Consigne 1
Résumez en deux phrases le texte consacré aux conditions de travail des infirmières.
Consigne 2
Prolongez, au-delà de sa dernière phrase, le texte consacré aux conditions de travail des infirmières.

Extrait à lire
Temps supplémentaire obligatoire (TSO), personnel insuffisant et à bout de souffle : les conditions de travail dénoncées depuis plusieurs semaines par les infirmières n'ont rien de neuf. Ce qui est nouveau, c'est qu'elles semblent être écoutées à Québec. Vont-elles enfin réussir à faire renverser la vapeur ?

Il n'y a rien de plus facile que de faire éclater une crise dans notre système de santé. Celui-ci est tellement vaste et sollicité qu'il y a toujours une zone sensible quelque part. Une urgence ou une liste d'attente qui débordent, une aberration bureaucratique : pas besoin de gratter très fort pour que le bobo se mette à saigner. D'habitude, ça se calme rapidement, parce qu'un ministre promet de s'en occuper et qu'à force de gratter, on se rend bien compte que c'est moins spectaculaire et plus complexe qu'à première vue.

Ce ne sera pas aussi simple avec les infirmières. Les plaies qu'elles dénoncent ne sont pas présentes partout, mais elles sont tellement criantes qu'il serait bien difficile de les minimiser - même le ministre Barrette ne s'y est pas risqué.

C'est vrai, les infirmières ont la sympathie du public. Mais ça non plus, ce n'est pas nouveau et pourtant, elles n'ont jamais réussi à utiliser ce capital de sympathie pour faire changer la donne. Il y a plus.

Les infirmières se sont davantage fait entendre ces dernières années, en particulier par la voix de Régine Laurent, qui a présidé la Fédération interprofessionnelle de la santé du Québec (FIQ), l'un des principaux syndicats de la profession, jusqu'à la fin de 2017 (Nancy Bédard a pris le relais en décembre).

La FIQ ne s'est pas contentée de déclarations. En soutenant financièrement SABSA, la première clinique infirmière de la province, elle a contribué à faire la démonstration concrète de ce modèle, courant en Ontario mais dont Québec n'avait jamais voulu rien savoir. Et même si les maigres fonds publics finalement obtenus par SABSA sont loin de suffire à son fonctionnement, et que le gouvernement n'a aucune intention d'ouvrir ses propres cliniques infirmières, d'autres ont essaimé dans le secteur privé.

Le message passé dans les facultés de sciences infirmières, notamment à l'Université Laval et à l'Université de Montréal, y est sans doute aussi pour quelque chose. « La formation universitaire ne doit pas seulement former du monde pour aller à l'hôpital. Il faut renforcer leur autonomie, leur fierté, leur faire prendre conscience du rôle qu'elles jouent dans la société », souligne le professeur Bernard Roy, de l'Université Laval.

Données fournies

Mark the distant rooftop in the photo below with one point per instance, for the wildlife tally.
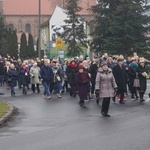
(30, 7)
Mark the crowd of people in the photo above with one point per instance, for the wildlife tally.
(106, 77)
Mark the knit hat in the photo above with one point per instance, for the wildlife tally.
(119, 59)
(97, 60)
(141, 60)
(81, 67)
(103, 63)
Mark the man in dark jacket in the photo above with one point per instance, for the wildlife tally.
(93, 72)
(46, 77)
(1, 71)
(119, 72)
---
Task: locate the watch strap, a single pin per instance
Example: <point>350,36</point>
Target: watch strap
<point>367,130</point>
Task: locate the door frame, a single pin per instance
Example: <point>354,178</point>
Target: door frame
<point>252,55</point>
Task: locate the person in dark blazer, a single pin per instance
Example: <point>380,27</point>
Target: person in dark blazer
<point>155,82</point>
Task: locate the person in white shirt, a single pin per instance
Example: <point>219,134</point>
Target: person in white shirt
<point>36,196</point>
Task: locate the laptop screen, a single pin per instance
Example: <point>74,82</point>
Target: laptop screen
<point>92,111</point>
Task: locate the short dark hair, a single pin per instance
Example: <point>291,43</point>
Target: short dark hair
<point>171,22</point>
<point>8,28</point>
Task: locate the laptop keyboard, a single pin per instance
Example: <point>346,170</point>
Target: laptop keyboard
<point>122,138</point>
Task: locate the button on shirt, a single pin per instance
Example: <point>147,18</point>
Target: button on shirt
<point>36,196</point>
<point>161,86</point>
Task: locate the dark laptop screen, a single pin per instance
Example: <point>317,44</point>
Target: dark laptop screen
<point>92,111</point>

Espace réponse 1
Les infirmières dénoncent depuis plusieurs semaines le temps supplémentaire obligatoire, le personnel insuffisant et l'épuisement, des conditions qui n'ont rien de neuf mais qui semblent enfin écoutées à Québec, et dont les plaies sont si criantes que même le ministre Barrette ne s'est pas risqué à les minimiser. Au-delà de la sympathie du public, la profession s'est davantage fait entendre, notamment par la FIQ, qui a soutenu financièrement SABSA, la première clinique infirmière de la province, et par le message des facultés de sciences infirmières, qui veulent renforcer l'autonomie et la fierté des infirmières.

Espace réponse 2
À cela s'ajoute un certain nombre de sentences arbitrales et de jugements rendus au cours des dernières années. On pense notamment au Centre hospitalier universitaire de Québec (CHUQ) qui, à la fin de 2014, s'est fait dire que son recours systématique au temps supplémentaire pour combler les absences des infirmières contrevenait à la convention collective. Et à ces deux jugements ayant conclu que les travailleurs d'agences sont des employés de l'hôpital. Ces décisions n'ont pas révolutionné le système de santé (celle sur le temps supplémentaire s'appuie sur une particularité de la convention du CHUQ, et celles sur les travailleurs d'agences sont en suspens), mais elles sont venues confirmer que certaines de ses pratiques sont inacceptables.

Pour l'instant, les projecteurs sont braqués sur les conditions de travail, mais à cela s'ajoute un autre problème de longue date : la difficulté, pour beaucoup d'infirmières, de faire pleinement le boulot pour lequel elles ont été formées. Un non-sens dont il va falloir aussi s'occuper.

Après des années de blocage, les infirmières semblent enfin avoir un début de commencement de rapport de force. Le contexte préélectoral n'y est pas étranger, mais le prochain gouvernement, quel qu'il soit, n'aura d'autre choix que de s'y atteler aussi, parce que ni les problèmes ni les revendications ne semblent près de s'éteindre.